* **REQUIRED TASK**:
Reproduce the listing below verbatim, line for line.

───── ITEMS ─────

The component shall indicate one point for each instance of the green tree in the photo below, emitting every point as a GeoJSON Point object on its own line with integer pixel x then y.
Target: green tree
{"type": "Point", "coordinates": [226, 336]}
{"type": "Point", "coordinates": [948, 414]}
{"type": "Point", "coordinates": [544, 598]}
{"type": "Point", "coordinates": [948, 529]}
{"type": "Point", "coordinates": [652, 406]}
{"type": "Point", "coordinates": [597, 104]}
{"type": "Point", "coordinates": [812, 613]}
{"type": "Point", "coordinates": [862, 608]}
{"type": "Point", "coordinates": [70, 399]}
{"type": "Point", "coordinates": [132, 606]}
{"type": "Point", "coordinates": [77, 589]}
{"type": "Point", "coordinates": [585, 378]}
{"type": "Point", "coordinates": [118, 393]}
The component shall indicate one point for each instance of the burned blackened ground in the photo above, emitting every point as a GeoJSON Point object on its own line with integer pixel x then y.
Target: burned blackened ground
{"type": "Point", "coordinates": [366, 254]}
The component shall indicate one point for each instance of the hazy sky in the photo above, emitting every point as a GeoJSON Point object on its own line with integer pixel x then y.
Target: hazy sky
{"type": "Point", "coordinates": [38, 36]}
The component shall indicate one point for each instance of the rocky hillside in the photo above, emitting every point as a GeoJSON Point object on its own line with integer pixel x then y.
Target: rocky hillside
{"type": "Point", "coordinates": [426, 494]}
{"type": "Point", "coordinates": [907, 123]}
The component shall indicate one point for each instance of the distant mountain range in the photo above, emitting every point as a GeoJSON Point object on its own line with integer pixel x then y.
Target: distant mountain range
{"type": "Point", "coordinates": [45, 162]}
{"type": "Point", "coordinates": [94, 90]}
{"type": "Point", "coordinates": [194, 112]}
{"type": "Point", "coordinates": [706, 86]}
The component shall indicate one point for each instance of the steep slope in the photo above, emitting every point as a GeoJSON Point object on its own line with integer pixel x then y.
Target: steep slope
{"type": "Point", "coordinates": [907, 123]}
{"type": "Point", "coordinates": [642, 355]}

─────

* **SOLUTION BELOW**:
The component shall indicate one point for each instance of the green tree in the photo below, emitting every point as a GeoJSON Point object on its own line with integer pixel x then y.
Target: green tree
{"type": "Point", "coordinates": [226, 336]}
{"type": "Point", "coordinates": [948, 414]}
{"type": "Point", "coordinates": [544, 598]}
{"type": "Point", "coordinates": [948, 529]}
{"type": "Point", "coordinates": [652, 406]}
{"type": "Point", "coordinates": [597, 104]}
{"type": "Point", "coordinates": [812, 613]}
{"type": "Point", "coordinates": [862, 608]}
{"type": "Point", "coordinates": [70, 399]}
{"type": "Point", "coordinates": [132, 606]}
{"type": "Point", "coordinates": [77, 589]}
{"type": "Point", "coordinates": [585, 378]}
{"type": "Point", "coordinates": [118, 393]}
The component shall indicate one point for each instance of the burned blackened ground in the photo above, emitting every point as a GeoJSON Point object on its own line with integer pixel x then y.
Target: burned blackened ground
{"type": "Point", "coordinates": [366, 254]}
The component shall indicate one point for each instance of the hazy sky in the photo above, emitting every point as a GeoJSON Point object on its own line with integer pixel x then y.
Target: hazy sky
{"type": "Point", "coordinates": [38, 36]}
The component shall indicate one point for each instance of the rocky hillside in the photo above, emitting every point as a GeoJSON Point object on its own line with integer pixel x then y.
Target: rocky hillside
{"type": "Point", "coordinates": [426, 494]}
{"type": "Point", "coordinates": [907, 123]}
The component shall indicate one point for each instance of the distant mountain range in the photo above, emitting every point as a GeoJSON Point object on its own line with integer pixel x then y.
Target: distant mountain range
{"type": "Point", "coordinates": [45, 162]}
{"type": "Point", "coordinates": [94, 90]}
{"type": "Point", "coordinates": [194, 112]}
{"type": "Point", "coordinates": [706, 86]}
The component shall indicate one point for each instance of the steep slope in the photo above, emitting every point as a GeoJSON Point object on its own line with integer pixel x then y.
Target: steep slope
{"type": "Point", "coordinates": [907, 123]}
{"type": "Point", "coordinates": [642, 355]}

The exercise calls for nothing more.